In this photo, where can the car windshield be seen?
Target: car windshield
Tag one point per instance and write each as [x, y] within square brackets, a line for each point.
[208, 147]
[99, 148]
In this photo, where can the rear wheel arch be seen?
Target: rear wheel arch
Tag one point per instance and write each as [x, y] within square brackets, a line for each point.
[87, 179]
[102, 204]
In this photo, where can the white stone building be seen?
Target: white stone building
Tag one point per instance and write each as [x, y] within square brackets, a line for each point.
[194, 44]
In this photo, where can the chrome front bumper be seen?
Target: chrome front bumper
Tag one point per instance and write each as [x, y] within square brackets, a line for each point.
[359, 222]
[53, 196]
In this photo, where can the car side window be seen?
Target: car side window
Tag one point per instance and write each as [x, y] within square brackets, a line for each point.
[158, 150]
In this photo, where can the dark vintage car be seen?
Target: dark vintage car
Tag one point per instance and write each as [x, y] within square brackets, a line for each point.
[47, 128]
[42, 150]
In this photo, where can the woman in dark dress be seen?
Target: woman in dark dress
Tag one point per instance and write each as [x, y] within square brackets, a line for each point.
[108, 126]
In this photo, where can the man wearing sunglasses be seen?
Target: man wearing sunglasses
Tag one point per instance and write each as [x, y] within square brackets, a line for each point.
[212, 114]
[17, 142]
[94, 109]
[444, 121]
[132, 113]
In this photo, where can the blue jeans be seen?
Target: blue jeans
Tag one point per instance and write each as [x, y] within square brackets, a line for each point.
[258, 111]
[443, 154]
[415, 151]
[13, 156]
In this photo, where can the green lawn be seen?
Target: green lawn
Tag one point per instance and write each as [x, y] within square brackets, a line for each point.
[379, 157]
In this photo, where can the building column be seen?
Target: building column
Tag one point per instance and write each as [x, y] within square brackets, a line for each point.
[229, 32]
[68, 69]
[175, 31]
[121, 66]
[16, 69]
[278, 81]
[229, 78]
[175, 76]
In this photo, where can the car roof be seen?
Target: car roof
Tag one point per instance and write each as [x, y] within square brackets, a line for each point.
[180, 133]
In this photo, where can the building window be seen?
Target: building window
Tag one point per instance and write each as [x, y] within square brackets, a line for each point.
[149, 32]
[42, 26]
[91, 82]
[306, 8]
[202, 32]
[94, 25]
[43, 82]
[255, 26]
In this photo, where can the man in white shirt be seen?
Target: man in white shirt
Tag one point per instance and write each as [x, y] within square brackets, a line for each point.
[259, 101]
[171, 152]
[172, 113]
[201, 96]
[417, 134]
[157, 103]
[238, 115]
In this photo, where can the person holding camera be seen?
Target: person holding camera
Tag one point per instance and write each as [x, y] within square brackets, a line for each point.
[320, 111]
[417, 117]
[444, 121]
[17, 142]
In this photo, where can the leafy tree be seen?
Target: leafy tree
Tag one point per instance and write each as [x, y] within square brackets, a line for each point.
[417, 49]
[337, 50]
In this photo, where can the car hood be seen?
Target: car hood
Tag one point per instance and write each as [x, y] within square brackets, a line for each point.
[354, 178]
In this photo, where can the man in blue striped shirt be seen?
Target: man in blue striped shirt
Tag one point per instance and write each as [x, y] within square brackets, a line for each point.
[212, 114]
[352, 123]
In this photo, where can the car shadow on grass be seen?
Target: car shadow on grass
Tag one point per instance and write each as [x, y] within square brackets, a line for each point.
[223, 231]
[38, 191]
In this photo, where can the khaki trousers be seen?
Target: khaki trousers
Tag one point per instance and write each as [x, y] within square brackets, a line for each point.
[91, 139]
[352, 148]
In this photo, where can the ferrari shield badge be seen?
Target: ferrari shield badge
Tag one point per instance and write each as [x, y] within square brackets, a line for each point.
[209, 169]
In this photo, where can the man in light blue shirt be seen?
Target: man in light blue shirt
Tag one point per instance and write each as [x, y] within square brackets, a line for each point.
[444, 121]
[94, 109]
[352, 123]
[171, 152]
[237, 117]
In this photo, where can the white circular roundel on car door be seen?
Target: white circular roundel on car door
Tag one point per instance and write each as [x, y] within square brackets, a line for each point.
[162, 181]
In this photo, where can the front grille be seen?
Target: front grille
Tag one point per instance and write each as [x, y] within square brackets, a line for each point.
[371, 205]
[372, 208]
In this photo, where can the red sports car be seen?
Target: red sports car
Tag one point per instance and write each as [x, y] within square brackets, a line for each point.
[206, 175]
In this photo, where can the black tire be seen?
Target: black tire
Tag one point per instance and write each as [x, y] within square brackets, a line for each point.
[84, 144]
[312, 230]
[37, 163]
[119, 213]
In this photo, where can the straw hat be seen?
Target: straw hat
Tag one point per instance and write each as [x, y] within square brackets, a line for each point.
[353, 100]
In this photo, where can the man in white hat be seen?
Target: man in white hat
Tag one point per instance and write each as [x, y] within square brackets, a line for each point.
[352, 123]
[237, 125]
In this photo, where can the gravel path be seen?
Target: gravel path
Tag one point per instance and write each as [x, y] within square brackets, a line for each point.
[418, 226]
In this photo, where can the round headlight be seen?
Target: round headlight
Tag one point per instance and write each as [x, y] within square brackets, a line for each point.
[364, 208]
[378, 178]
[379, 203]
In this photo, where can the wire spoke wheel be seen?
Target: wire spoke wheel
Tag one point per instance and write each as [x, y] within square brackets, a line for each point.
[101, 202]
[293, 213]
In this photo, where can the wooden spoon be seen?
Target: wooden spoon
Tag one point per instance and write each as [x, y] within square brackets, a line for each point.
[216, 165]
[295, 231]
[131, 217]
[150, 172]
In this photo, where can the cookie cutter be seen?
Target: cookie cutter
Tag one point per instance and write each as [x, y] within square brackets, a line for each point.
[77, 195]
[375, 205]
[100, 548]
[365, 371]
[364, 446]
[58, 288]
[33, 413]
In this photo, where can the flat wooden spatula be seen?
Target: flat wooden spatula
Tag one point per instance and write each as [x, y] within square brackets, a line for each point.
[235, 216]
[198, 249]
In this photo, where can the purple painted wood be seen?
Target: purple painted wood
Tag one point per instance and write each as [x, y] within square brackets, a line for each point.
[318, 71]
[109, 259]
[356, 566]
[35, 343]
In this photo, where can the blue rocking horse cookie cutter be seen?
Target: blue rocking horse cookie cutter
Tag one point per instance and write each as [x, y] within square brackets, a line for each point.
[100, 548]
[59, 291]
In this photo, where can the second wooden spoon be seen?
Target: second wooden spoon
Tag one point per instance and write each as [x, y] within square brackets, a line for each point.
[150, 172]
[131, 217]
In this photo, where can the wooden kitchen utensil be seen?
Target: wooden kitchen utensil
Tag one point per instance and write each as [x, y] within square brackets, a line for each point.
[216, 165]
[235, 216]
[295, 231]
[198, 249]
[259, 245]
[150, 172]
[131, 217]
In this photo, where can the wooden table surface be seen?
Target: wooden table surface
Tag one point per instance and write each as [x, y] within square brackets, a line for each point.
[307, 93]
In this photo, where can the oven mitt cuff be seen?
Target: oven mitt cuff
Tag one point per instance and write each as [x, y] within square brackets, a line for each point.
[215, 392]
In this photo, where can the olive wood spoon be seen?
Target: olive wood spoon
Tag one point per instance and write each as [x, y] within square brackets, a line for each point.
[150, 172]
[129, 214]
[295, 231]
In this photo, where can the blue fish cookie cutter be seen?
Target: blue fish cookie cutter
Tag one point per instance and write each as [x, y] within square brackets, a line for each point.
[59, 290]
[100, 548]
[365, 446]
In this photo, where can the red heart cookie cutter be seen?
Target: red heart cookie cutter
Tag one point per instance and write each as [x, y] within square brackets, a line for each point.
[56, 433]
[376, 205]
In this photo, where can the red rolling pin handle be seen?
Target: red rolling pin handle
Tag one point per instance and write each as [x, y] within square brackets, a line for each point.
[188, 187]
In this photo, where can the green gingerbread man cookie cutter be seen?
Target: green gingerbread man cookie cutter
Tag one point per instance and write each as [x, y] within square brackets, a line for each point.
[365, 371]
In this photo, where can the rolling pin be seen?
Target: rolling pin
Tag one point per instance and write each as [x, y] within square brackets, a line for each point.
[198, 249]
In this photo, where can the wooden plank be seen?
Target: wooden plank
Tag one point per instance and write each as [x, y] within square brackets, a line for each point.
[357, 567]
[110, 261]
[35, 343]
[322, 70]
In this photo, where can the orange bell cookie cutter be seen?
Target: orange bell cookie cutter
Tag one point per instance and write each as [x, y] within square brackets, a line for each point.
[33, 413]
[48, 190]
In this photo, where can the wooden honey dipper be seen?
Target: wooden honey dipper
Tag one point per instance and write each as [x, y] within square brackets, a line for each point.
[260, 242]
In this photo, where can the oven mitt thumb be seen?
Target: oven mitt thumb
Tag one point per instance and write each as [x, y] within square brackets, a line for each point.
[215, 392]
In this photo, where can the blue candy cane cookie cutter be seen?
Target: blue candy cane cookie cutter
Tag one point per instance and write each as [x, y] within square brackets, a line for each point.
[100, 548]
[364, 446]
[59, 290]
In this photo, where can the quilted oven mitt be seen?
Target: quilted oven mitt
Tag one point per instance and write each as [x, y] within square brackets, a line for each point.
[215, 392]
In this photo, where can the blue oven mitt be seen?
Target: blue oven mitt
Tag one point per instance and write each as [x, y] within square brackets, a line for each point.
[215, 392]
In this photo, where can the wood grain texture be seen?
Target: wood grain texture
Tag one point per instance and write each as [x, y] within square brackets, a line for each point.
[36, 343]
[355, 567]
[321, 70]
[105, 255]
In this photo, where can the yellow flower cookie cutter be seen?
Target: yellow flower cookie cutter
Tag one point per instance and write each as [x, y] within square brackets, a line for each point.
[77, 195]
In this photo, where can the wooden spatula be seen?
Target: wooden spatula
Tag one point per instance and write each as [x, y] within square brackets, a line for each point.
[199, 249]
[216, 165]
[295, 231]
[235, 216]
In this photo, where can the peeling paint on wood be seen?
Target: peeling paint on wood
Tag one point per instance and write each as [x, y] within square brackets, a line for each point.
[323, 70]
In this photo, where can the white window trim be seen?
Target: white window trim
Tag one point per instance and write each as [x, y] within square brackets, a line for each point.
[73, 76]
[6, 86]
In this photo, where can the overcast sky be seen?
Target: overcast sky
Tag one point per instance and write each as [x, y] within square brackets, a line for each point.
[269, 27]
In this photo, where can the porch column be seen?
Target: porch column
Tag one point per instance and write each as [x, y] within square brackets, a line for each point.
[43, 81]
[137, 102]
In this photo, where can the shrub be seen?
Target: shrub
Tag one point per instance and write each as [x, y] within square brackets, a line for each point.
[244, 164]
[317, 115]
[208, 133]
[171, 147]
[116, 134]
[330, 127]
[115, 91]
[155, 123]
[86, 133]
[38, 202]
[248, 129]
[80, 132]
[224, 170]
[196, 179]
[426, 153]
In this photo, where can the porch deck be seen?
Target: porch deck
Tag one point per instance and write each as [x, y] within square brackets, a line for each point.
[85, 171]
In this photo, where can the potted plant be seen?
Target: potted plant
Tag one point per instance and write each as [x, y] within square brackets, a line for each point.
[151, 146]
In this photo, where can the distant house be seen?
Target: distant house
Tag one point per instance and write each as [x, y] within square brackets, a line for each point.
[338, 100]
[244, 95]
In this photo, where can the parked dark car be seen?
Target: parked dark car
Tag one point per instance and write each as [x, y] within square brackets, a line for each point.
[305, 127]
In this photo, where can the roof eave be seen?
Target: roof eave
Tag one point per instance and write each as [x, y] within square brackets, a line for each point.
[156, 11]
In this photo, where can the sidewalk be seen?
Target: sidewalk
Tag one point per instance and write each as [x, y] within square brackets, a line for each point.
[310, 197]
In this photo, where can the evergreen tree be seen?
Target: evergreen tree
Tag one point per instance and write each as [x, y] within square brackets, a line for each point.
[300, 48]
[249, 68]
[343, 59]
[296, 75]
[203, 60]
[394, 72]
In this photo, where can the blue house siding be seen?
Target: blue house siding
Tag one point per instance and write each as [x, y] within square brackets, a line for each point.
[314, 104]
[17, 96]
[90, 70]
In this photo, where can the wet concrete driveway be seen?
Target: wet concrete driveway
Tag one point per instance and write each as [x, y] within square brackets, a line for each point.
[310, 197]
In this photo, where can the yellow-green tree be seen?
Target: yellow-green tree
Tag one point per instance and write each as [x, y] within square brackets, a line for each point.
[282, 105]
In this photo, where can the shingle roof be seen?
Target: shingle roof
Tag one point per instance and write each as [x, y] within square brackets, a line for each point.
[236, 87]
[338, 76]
——————————
# Work to do:
Give back, unchanged, every line from the one with "In this photo, where can the sidewalk" to the end of the entries above.

# Correct response:
In this photo, where can the sidewalk be seen?
Target: sidewalk
Tag one point per instance and write each as [x, y] within square brackets, a line for each point.
[310, 197]
In this photo, where can the evergreen tree be seen?
Target: evergreen tree
Tag one point per instance and write each as [x, y] within square brackets, a line for each point.
[300, 48]
[249, 68]
[343, 59]
[296, 75]
[203, 60]
[394, 72]
In this photo, where can the blue house siding be seen?
Target: blue house siding
Tag one point per instance and write each as [x, y] within square brackets, a line for each point.
[314, 104]
[17, 96]
[90, 70]
In this photo, where can the wet concrete driveway be seen?
Target: wet concrete driveway
Tag one point per instance and write each as [x, y] within square brackets, a line for each point.
[310, 197]
In this photo, where can the yellow-green tree be seen?
Target: yellow-green tree
Tag one point per instance and write each as [x, y] within square brackets, a line for each point.
[282, 105]
In this photo, where can the shingle roof be seen?
Target: shingle roof
Tag one point per instance and write each as [x, y] within square brackets, a line for each point.
[236, 87]
[338, 76]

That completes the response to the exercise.